▸ Exercise instructions
Quote exactly, and only, the lines from the one with "form (1254, 560)." through the end of the listing.

(A run of records)

■ ■ ■ ■ ■ ■ ■

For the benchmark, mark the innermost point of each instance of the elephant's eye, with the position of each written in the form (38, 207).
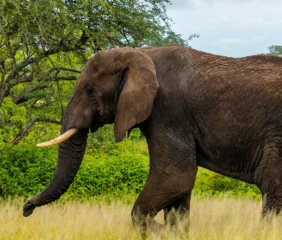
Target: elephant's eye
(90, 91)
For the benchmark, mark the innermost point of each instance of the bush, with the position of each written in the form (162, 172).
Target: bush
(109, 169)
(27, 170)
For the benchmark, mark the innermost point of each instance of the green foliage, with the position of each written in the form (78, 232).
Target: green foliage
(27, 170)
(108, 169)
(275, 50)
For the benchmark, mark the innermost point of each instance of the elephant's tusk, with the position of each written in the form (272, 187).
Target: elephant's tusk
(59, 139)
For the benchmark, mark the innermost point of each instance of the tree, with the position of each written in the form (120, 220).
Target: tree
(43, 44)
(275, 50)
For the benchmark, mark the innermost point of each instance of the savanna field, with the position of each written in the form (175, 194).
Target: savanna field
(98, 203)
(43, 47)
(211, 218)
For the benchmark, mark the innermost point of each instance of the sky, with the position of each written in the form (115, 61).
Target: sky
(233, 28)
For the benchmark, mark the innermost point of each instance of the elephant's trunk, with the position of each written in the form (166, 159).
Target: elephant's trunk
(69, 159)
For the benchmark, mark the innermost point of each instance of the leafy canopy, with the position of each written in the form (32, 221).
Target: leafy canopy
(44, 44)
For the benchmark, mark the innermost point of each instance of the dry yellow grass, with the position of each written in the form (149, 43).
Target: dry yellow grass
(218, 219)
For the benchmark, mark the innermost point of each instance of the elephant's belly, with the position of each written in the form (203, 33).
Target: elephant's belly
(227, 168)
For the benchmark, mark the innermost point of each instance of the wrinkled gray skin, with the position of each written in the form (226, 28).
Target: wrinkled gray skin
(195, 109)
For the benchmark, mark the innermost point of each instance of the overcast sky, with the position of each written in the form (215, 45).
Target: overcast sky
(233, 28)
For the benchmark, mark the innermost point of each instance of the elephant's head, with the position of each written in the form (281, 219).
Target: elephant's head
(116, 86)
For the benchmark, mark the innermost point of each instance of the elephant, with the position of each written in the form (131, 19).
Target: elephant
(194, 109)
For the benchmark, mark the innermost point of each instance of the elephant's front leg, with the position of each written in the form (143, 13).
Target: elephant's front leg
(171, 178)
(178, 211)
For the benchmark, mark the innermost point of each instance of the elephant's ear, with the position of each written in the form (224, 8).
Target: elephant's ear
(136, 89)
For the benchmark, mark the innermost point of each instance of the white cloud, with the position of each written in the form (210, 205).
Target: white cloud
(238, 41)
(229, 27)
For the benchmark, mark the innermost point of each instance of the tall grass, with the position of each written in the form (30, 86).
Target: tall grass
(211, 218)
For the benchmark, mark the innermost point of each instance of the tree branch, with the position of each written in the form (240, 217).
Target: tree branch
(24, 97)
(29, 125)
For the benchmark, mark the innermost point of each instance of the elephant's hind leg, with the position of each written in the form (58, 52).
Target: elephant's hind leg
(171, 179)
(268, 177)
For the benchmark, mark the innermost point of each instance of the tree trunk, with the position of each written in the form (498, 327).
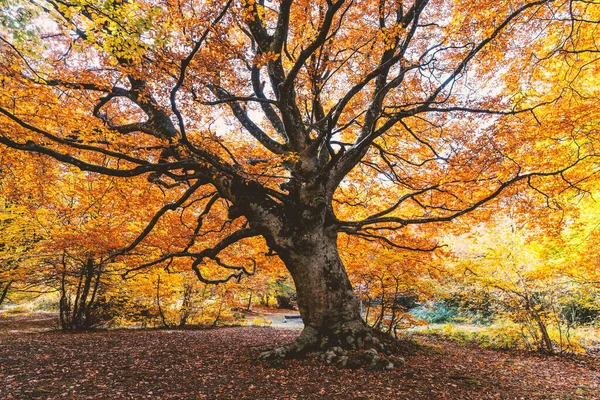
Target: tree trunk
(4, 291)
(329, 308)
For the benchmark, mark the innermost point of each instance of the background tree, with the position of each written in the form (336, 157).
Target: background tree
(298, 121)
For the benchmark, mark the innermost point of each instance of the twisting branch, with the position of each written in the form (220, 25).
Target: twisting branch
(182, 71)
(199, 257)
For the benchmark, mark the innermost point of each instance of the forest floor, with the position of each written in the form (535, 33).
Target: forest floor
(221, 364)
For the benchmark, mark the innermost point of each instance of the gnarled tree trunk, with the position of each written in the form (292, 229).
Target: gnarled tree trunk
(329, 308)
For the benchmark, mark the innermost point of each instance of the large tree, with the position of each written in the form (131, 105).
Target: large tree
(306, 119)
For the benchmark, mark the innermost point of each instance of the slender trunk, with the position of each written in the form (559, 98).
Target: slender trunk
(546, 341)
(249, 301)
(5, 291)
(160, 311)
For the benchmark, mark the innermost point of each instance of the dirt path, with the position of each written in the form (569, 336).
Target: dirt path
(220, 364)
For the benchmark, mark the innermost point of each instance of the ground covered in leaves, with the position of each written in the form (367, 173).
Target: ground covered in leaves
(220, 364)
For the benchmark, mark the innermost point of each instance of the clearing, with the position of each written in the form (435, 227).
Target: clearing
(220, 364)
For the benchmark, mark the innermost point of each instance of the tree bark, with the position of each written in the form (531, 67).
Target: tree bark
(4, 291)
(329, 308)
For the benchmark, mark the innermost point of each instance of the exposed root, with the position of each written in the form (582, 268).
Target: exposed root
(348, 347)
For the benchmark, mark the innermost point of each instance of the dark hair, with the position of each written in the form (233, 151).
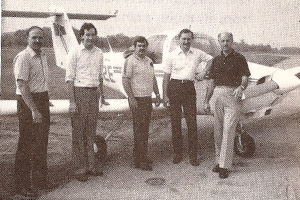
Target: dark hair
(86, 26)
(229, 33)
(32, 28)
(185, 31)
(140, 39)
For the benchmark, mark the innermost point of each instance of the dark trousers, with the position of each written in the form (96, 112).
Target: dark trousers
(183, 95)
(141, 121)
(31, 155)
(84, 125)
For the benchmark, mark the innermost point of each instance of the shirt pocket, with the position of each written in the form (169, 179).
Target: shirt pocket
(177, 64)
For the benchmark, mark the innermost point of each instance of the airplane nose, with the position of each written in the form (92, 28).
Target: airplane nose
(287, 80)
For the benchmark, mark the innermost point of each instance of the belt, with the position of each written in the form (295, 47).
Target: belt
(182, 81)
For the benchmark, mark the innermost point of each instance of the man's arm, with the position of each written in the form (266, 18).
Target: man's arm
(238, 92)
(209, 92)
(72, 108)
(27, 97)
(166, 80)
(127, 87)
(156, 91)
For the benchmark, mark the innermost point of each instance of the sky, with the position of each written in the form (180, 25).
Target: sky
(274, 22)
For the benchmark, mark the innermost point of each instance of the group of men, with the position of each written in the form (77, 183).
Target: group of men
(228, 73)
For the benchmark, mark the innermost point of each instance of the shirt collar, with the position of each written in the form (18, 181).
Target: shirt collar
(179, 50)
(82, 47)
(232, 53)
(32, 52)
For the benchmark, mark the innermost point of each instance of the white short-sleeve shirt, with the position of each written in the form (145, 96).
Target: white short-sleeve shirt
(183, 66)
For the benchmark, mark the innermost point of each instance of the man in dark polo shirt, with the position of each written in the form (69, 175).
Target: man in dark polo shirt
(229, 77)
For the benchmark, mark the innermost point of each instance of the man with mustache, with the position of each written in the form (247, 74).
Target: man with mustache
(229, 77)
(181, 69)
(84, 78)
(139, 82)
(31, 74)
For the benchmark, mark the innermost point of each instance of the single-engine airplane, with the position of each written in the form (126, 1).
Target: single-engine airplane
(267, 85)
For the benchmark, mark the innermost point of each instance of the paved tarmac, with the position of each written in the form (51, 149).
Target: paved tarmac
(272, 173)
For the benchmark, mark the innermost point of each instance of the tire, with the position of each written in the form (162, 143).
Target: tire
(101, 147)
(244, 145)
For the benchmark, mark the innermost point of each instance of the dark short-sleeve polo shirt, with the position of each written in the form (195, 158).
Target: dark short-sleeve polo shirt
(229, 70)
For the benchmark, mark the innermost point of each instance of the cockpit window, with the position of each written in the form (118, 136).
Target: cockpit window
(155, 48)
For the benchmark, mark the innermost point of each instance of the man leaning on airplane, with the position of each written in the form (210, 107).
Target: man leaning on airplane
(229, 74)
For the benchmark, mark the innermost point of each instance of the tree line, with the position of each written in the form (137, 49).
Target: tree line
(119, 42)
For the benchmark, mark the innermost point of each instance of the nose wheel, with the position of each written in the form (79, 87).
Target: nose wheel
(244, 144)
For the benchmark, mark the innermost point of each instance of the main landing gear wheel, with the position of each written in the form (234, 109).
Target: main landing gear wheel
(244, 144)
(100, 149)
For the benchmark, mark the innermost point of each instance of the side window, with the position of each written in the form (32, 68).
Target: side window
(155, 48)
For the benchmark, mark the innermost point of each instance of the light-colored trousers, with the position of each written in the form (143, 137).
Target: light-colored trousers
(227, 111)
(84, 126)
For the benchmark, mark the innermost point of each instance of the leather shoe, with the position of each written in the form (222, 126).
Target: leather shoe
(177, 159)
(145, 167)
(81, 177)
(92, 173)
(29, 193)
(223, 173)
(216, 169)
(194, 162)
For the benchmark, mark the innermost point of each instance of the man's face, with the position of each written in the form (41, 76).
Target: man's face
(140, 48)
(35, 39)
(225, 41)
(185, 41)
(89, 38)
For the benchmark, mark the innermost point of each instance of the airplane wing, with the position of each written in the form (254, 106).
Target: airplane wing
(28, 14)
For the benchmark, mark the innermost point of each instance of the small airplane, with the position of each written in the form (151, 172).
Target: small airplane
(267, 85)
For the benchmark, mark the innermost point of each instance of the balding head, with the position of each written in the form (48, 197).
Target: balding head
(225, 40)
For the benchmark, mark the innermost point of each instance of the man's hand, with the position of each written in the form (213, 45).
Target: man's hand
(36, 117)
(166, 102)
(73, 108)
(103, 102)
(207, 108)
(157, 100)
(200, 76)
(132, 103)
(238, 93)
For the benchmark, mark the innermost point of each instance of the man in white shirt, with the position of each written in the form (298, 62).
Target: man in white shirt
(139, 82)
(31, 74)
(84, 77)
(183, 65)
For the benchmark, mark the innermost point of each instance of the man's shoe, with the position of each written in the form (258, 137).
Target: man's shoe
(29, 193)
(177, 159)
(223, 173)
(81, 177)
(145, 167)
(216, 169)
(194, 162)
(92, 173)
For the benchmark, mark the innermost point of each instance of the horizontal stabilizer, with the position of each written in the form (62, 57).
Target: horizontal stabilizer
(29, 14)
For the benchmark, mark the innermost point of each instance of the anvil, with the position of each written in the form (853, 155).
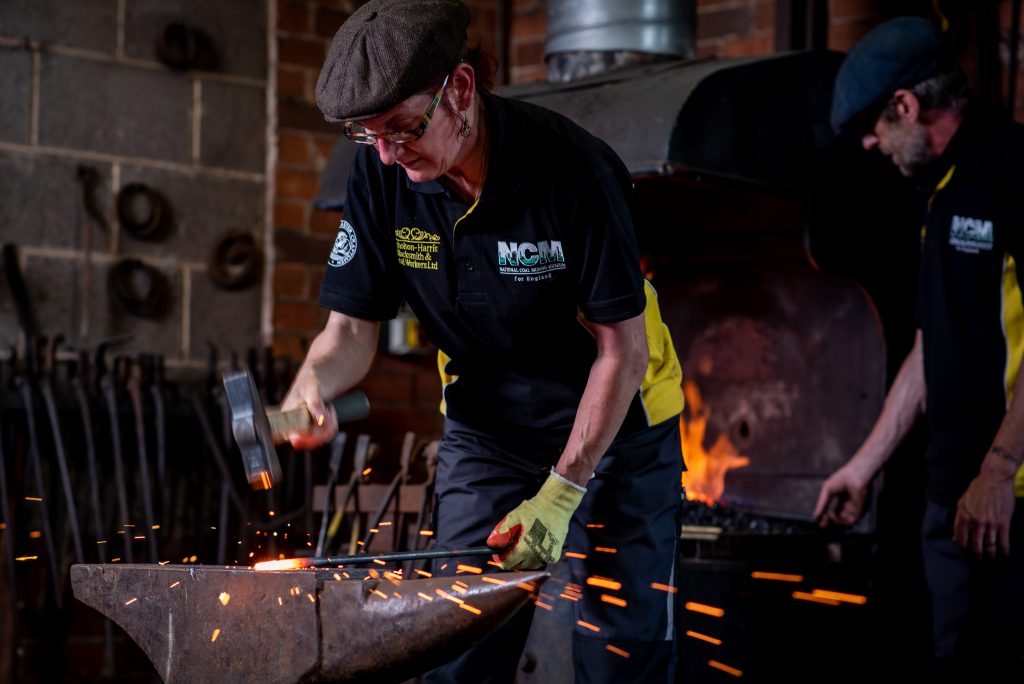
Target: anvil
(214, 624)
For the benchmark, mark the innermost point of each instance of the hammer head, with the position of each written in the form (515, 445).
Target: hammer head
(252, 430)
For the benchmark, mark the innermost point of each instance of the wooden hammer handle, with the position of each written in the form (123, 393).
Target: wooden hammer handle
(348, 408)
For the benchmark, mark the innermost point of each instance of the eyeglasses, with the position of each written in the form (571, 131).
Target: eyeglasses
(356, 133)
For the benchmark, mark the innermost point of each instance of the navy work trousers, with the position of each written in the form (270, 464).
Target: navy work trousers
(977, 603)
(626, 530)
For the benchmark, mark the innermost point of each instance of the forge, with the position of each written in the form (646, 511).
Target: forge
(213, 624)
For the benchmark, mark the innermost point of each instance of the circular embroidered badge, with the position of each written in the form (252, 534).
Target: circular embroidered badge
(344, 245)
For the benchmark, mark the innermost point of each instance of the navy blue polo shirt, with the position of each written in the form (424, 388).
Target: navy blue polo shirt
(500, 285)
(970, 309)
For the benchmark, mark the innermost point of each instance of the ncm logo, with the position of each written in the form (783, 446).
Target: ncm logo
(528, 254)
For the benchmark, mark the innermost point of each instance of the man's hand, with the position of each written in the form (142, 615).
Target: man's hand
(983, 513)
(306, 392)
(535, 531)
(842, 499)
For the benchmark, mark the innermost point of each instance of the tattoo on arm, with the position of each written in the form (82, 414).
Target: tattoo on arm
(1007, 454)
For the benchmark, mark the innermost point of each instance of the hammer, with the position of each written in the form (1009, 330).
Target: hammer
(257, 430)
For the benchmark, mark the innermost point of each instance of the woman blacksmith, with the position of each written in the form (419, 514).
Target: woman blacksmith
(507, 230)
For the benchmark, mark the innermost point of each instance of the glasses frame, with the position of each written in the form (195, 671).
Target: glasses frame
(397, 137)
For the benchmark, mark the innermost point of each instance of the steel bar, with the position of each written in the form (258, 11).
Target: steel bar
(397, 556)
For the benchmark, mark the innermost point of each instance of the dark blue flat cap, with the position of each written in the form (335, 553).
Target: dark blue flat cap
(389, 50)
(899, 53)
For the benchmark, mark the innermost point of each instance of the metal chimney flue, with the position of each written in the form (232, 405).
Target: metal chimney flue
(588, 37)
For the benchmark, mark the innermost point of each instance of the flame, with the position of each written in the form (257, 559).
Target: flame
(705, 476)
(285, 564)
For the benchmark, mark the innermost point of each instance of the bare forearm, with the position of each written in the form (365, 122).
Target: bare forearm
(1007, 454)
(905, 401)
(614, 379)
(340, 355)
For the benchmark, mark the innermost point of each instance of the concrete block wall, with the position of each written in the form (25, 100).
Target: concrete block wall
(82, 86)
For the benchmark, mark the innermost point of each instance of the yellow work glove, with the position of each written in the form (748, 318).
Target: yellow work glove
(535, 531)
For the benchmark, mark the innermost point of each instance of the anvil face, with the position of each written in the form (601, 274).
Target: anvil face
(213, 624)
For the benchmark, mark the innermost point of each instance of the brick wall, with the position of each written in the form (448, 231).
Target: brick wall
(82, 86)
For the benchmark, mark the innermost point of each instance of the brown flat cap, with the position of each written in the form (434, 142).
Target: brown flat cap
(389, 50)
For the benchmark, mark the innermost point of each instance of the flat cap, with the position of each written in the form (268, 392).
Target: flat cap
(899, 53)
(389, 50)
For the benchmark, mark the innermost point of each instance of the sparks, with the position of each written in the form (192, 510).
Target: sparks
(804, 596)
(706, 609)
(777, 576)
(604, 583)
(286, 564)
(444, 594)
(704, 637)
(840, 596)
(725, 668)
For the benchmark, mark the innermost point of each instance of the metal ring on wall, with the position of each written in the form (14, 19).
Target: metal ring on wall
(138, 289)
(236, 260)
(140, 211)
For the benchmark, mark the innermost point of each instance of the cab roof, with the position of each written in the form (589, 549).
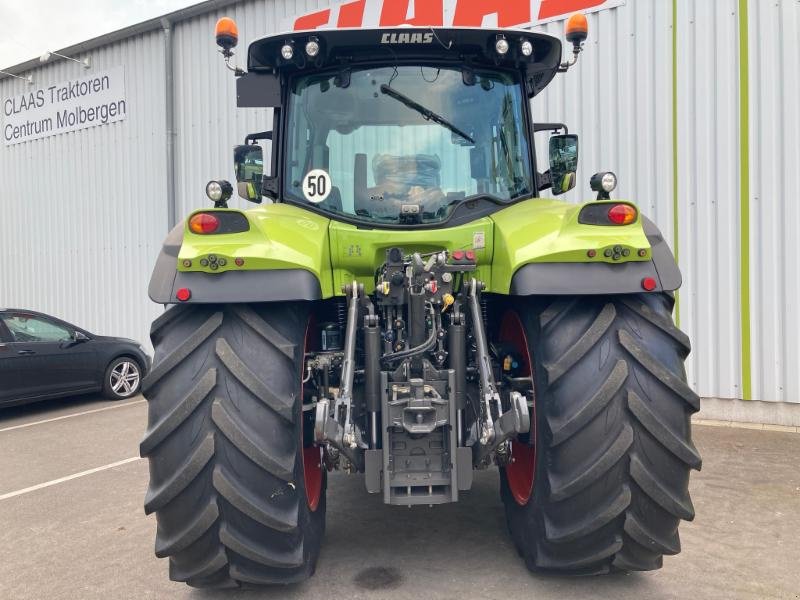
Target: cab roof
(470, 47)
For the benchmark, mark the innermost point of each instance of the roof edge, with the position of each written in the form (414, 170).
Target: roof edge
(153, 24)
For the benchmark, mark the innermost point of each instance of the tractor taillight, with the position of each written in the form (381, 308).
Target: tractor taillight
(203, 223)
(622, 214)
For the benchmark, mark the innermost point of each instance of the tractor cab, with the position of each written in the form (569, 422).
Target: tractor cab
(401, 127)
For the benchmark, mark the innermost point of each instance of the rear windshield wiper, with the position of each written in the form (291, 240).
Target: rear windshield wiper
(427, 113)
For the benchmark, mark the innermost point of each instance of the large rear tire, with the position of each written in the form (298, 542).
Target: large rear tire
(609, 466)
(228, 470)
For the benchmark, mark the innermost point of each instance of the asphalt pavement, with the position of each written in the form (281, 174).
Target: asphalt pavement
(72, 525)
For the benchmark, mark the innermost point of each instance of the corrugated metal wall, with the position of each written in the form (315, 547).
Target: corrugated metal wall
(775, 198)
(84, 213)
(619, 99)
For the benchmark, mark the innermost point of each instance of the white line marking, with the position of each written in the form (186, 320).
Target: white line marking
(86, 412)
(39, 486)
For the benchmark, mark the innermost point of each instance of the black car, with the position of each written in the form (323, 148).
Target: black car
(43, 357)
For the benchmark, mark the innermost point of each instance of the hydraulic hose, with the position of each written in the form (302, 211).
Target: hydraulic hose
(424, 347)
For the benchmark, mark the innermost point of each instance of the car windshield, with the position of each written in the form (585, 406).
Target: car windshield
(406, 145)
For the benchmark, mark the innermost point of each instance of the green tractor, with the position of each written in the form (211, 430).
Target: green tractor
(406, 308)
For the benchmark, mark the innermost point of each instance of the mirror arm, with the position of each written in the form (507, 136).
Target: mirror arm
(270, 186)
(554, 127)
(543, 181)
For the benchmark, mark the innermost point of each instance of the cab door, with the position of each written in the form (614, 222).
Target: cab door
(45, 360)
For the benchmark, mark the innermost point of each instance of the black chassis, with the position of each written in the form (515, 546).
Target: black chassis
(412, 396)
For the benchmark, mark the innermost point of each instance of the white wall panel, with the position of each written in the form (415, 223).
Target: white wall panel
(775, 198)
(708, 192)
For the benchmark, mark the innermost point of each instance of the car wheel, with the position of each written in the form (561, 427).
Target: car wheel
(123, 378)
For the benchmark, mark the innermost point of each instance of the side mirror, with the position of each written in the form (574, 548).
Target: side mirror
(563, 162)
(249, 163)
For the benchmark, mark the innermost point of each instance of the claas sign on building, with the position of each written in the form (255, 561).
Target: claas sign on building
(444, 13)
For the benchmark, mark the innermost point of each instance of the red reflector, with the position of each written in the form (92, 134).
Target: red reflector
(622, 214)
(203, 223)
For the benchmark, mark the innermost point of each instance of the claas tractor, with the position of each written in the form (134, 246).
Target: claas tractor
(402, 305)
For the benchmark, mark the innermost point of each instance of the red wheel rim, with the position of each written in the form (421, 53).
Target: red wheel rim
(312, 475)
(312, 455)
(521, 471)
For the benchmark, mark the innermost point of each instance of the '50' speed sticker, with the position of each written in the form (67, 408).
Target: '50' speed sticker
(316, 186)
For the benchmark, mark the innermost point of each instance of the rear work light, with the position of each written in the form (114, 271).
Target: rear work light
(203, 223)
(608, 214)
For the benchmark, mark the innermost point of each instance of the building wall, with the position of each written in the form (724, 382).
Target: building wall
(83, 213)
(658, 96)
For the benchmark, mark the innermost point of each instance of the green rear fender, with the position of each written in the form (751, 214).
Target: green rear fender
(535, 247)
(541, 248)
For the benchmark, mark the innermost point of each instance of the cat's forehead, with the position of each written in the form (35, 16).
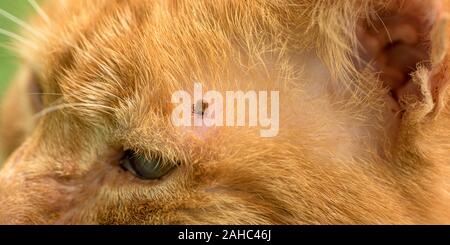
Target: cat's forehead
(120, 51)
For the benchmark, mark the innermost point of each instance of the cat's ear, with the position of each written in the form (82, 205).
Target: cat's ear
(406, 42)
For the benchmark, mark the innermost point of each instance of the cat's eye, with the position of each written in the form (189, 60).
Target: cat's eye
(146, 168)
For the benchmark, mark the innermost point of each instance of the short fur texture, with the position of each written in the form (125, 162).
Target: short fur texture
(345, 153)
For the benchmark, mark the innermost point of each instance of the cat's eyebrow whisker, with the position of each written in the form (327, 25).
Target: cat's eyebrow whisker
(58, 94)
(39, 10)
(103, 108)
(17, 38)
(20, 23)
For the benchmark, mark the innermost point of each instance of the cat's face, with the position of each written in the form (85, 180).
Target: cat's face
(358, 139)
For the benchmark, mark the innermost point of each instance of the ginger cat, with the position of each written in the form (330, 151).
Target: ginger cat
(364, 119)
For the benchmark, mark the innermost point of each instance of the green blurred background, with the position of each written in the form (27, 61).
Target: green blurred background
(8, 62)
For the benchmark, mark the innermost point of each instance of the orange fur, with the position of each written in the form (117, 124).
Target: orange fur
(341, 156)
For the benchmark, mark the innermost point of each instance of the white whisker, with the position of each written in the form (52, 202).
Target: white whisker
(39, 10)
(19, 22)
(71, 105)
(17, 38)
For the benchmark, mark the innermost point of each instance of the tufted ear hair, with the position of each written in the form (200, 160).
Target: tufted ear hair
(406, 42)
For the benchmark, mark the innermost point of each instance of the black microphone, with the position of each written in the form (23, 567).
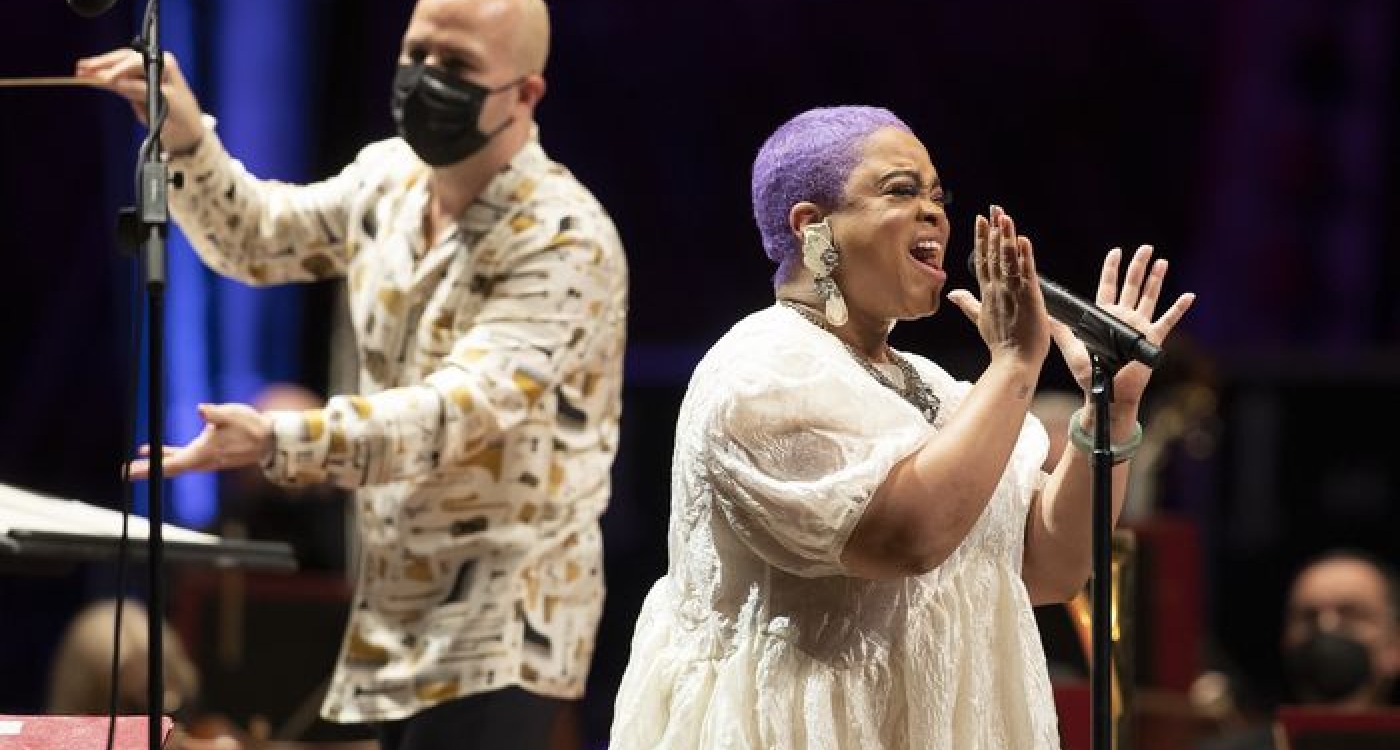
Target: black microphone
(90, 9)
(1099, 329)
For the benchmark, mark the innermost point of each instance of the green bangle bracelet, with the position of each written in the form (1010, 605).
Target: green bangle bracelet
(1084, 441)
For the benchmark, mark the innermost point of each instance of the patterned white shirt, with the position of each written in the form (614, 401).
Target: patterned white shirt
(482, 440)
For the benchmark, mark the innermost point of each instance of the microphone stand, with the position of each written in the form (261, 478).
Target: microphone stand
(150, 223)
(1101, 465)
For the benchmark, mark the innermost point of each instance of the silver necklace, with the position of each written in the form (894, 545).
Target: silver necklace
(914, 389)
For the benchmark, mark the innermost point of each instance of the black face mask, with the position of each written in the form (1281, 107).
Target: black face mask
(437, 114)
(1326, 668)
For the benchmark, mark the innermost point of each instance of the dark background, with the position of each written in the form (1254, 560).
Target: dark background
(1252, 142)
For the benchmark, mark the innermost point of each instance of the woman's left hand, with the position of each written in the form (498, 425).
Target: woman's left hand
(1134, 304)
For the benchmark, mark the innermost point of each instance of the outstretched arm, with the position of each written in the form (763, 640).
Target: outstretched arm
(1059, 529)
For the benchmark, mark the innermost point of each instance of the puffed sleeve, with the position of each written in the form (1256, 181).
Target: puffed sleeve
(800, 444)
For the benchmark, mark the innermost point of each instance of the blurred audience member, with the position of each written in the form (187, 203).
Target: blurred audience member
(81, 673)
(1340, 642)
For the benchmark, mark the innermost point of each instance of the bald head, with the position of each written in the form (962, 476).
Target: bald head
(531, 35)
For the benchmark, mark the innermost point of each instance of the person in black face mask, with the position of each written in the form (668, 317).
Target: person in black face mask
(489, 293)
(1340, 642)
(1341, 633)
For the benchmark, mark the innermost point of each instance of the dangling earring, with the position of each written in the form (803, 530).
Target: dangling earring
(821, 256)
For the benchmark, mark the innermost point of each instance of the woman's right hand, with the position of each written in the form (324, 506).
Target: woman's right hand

■ ■ ■ ■ ■ ■ ■

▸ Complete response
For the benchmark, mark the innermost point of each instance of the dark background, with the position of each written in the form (1254, 560).
Target: dark background
(1252, 142)
For the benchmark, mark the innermost point of each instance of the woman's left hand, with the position of each written in the form (498, 425).
Target: woman's left hand
(1134, 304)
For the benchmark, mark the innermost point of each instance of the outstretched arm, with the position of each written in the form (763, 640).
Target: outstretched arm
(1059, 529)
For the benchmark, mark the innermost point of each instance of the puffed sleeve, with the position of each written in the form (1256, 181).
Target: puffed sleeve
(800, 444)
For the benchmark, mark the innermost point of each instance of the blurred audience member, with the position of each written in the form (187, 203).
Target: blurred audience member
(81, 673)
(1340, 642)
For the benchmark, mark the innermost point of each instance of the bald head, with the position of each written in the form (962, 476).
Target: bald head
(531, 35)
For the benchmark, mark the innermost point of each instance of the person in black face mask, with the position of each written in the form (668, 317).
Target: person in black face mask
(489, 293)
(1340, 642)
(1341, 633)
For the benchmark, mark the innermost point of each instance of the dangling earring, with the position of each written in the form (803, 530).
Target: dangling earring
(821, 256)
For the benchmark, mark the innermost point of each instance of the woman's right hand, with the position of each written in the form (324, 506).
Target: woman's right hand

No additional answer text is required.